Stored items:
┏━━
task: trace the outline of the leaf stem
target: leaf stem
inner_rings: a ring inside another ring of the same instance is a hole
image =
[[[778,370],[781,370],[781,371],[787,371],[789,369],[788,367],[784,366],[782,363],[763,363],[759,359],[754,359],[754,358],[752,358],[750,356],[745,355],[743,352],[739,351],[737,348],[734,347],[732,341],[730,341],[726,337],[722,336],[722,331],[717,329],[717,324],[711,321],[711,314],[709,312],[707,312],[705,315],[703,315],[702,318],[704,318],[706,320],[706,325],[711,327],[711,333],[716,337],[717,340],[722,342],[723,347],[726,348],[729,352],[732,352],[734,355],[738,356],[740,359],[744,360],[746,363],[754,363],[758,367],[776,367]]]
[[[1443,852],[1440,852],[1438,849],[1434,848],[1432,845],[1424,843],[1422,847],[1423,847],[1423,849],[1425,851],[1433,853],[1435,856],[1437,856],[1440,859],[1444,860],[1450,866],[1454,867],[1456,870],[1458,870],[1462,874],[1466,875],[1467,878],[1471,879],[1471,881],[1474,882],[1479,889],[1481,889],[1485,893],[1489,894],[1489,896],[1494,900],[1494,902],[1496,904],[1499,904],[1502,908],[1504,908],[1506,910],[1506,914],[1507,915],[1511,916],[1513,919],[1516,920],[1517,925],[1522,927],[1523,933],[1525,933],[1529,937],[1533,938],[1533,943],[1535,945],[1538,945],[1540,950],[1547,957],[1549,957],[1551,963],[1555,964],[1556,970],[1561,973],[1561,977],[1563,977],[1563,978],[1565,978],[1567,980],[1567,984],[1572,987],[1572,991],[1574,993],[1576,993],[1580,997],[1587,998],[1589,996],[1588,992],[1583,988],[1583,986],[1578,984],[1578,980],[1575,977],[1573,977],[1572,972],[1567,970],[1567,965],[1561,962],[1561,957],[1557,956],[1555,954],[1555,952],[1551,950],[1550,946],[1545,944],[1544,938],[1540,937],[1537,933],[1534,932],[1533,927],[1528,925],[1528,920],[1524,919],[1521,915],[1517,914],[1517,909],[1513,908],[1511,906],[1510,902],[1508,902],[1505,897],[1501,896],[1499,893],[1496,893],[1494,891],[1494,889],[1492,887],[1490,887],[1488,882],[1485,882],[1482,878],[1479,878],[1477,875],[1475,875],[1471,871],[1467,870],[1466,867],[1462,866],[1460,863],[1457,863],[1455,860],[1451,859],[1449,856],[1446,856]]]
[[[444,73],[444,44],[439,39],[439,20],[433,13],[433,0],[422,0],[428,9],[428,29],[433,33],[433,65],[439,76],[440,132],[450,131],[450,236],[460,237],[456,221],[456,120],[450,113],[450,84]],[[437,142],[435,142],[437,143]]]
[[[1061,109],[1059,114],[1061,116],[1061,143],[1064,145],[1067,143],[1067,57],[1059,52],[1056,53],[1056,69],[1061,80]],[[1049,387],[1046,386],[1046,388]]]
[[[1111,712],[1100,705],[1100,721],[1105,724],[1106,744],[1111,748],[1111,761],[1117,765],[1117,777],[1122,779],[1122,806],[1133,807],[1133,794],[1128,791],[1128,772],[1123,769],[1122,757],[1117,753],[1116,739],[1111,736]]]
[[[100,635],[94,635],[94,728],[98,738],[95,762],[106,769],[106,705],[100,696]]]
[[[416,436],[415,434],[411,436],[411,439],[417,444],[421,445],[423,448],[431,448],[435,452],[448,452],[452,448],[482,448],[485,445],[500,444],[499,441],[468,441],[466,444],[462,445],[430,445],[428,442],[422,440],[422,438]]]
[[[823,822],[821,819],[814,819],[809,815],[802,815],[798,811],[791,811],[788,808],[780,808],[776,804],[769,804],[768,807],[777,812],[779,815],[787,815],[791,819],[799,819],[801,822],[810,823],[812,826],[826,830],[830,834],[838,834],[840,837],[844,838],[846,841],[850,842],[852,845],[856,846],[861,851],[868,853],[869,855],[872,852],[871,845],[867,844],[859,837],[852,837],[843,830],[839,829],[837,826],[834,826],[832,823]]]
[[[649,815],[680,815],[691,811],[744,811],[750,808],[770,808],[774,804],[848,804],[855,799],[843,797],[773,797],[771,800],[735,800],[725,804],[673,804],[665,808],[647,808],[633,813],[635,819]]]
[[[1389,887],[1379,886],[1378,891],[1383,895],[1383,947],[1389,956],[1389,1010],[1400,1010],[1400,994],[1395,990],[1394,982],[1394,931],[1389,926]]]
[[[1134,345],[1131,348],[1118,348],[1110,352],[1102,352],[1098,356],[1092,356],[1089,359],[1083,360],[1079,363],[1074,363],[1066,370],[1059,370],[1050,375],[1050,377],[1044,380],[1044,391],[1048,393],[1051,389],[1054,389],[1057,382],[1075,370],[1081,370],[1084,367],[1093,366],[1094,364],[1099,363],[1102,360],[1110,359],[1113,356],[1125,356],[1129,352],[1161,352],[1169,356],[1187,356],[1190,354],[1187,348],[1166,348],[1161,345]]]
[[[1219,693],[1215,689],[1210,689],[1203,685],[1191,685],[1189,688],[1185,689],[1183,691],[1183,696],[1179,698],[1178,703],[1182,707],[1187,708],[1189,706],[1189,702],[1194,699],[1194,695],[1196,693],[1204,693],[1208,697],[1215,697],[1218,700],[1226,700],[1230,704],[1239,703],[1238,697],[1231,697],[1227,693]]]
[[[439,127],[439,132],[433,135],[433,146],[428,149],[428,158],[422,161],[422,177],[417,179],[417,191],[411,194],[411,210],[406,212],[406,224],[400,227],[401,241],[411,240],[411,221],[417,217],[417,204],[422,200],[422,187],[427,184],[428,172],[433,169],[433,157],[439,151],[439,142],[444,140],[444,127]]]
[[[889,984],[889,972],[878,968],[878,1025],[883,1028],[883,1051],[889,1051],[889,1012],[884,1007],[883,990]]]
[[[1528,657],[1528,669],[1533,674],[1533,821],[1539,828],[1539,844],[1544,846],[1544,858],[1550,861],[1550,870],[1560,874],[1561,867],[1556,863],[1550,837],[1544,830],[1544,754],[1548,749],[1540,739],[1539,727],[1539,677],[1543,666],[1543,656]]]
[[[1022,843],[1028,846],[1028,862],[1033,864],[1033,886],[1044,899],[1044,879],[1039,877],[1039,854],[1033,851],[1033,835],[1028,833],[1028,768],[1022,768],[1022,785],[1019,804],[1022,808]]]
┗━━
# WHAT IS EXPECTED:
Copy each entry above exactly, character for character.

# YOUR SOLUTION:
task: trace the outline of the leaf stem
target: leaf stem
inner_rings: a ring inside another ring of the same instance is a hole
image =
[[[778,370],[781,370],[781,371],[787,371],[789,369],[788,367],[784,366],[782,363],[763,363],[759,359],[754,359],[754,358],[752,358],[750,356],[745,355],[743,352],[739,351],[737,348],[734,347],[732,341],[730,341],[726,337],[722,336],[722,331],[717,329],[717,324],[711,321],[711,314],[709,312],[707,312],[705,315],[703,315],[702,318],[704,318],[706,320],[706,325],[711,327],[711,333],[716,337],[717,340],[722,342],[723,347],[726,348],[729,352],[732,352],[734,355],[738,356],[740,359],[744,360],[746,363],[754,363],[758,367],[776,367]]]
[[[1443,852],[1440,852],[1438,849],[1434,848],[1432,845],[1424,843],[1422,847],[1423,847],[1423,849],[1425,851],[1433,853],[1435,856],[1437,856],[1440,859],[1444,860],[1450,866],[1454,867],[1456,870],[1458,870],[1462,874],[1466,875],[1467,878],[1471,879],[1471,881],[1474,882],[1479,889],[1481,889],[1485,893],[1489,894],[1489,896],[1494,900],[1494,902],[1496,904],[1499,904],[1502,908],[1504,908],[1506,910],[1506,914],[1507,915],[1511,916],[1513,919],[1516,920],[1517,925],[1522,927],[1523,933],[1525,933],[1529,937],[1533,938],[1533,943],[1535,945],[1538,945],[1540,950],[1547,957],[1549,957],[1551,963],[1555,964],[1556,970],[1561,973],[1561,977],[1563,977],[1563,978],[1565,978],[1567,980],[1567,984],[1572,987],[1572,991],[1574,993],[1576,993],[1580,997],[1587,998],[1589,996],[1588,992],[1583,988],[1583,986],[1578,984],[1578,980],[1575,977],[1573,977],[1572,972],[1567,970],[1567,965],[1561,962],[1561,957],[1557,956],[1555,954],[1555,952],[1551,950],[1550,946],[1545,944],[1544,938],[1540,937],[1537,933],[1534,932],[1533,927],[1528,925],[1528,920],[1524,919],[1521,915],[1517,914],[1517,909],[1513,908],[1511,906],[1510,902],[1508,902],[1505,897],[1501,896],[1499,893],[1496,893],[1494,891],[1494,889],[1492,887],[1490,887],[1488,882],[1485,882],[1482,878],[1479,878],[1477,875],[1475,875],[1471,871],[1467,870],[1466,867],[1462,866],[1460,863],[1457,863],[1455,860],[1451,859],[1449,856],[1446,856]]]
[[[444,73],[444,44],[439,39],[439,20],[433,13],[433,0],[422,0],[428,9],[428,29],[433,33],[433,65],[439,76],[440,132],[450,131],[450,236],[460,237],[456,221],[456,120],[450,113],[450,84]],[[437,142],[435,142],[437,143]]]
[[[1061,109],[1059,114],[1061,116],[1061,143],[1064,145],[1067,143],[1067,57],[1059,52],[1056,53],[1056,69],[1061,80]],[[1049,387],[1046,386],[1046,388]]]
[[[1111,712],[1100,705],[1100,721],[1105,724],[1106,744],[1111,748],[1111,761],[1117,765],[1117,777],[1122,779],[1122,806],[1133,807],[1133,794],[1128,791],[1128,772],[1123,769],[1122,757],[1117,753],[1116,739],[1111,736]]]
[[[100,635],[94,635],[94,728],[98,738],[95,762],[106,769],[106,705],[100,696]]]
[[[416,436],[415,434],[411,436],[411,439],[417,444],[421,445],[423,448],[431,448],[435,452],[448,452],[452,448],[482,448],[485,445],[500,444],[499,441],[468,441],[466,444],[462,445],[430,445],[428,442],[422,440],[422,438]]]
[[[823,822],[821,819],[814,819],[809,815],[802,815],[798,811],[791,811],[788,808],[780,808],[776,804],[769,804],[768,807],[777,812],[779,815],[787,815],[791,819],[799,819],[801,822],[810,823],[812,826],[826,830],[830,834],[838,834],[840,837],[844,838],[846,841],[850,842],[852,845],[856,846],[861,851],[868,853],[869,855],[872,852],[871,845],[867,844],[859,837],[852,837],[843,830],[839,829],[837,826],[834,826],[832,823]]]
[[[649,815],[680,815],[691,811],[744,811],[750,808],[770,808],[774,804],[848,804],[855,799],[843,797],[773,797],[771,800],[735,800],[725,804],[673,804],[665,808],[647,808],[633,813],[635,819]]]
[[[1389,887],[1379,886],[1378,891],[1383,895],[1383,947],[1389,956],[1389,1010],[1400,1010],[1400,994],[1395,990],[1394,982],[1394,931],[1389,926]]]
[[[1134,345],[1131,348],[1118,348],[1110,352],[1102,352],[1098,356],[1092,356],[1089,359],[1083,360],[1079,363],[1074,363],[1066,370],[1059,370],[1050,375],[1050,377],[1044,380],[1044,391],[1048,393],[1051,389],[1054,389],[1057,382],[1075,370],[1081,370],[1084,367],[1093,366],[1094,364],[1099,363],[1102,360],[1110,359],[1113,356],[1125,356],[1129,352],[1161,352],[1169,356],[1187,356],[1190,354],[1187,348],[1166,348],[1161,345]]]
[[[1219,693],[1215,689],[1210,689],[1203,685],[1191,685],[1189,688],[1185,689],[1183,691],[1183,696],[1179,698],[1178,703],[1182,707],[1187,708],[1189,706],[1189,702],[1194,699],[1194,695],[1196,693],[1204,693],[1208,697],[1215,697],[1218,700],[1226,700],[1230,704],[1239,703],[1238,697],[1231,697],[1227,693]]]
[[[439,127],[439,132],[433,135],[433,146],[428,149],[428,158],[422,161],[422,177],[417,179],[417,191],[411,194],[411,210],[406,212],[406,224],[400,227],[401,241],[411,240],[411,221],[417,217],[417,204],[422,200],[422,187],[427,184],[428,172],[433,169],[433,157],[439,151],[439,142],[444,140],[444,127]]]
[[[889,984],[889,972],[878,968],[878,1025],[883,1028],[883,1051],[889,1051],[889,1012],[884,1007],[883,990]]]
[[[1528,657],[1528,669],[1533,674],[1533,821],[1539,828],[1539,844],[1544,846],[1544,858],[1550,861],[1550,870],[1560,874],[1561,867],[1556,863],[1550,837],[1544,830],[1544,754],[1548,749],[1540,739],[1539,727],[1539,677],[1543,666],[1543,656]]]
[[[1022,843],[1028,846],[1028,862],[1033,864],[1033,886],[1044,899],[1044,879],[1039,877],[1039,854],[1033,851],[1033,835],[1028,833],[1028,768],[1022,768],[1022,785],[1019,804],[1022,808]]]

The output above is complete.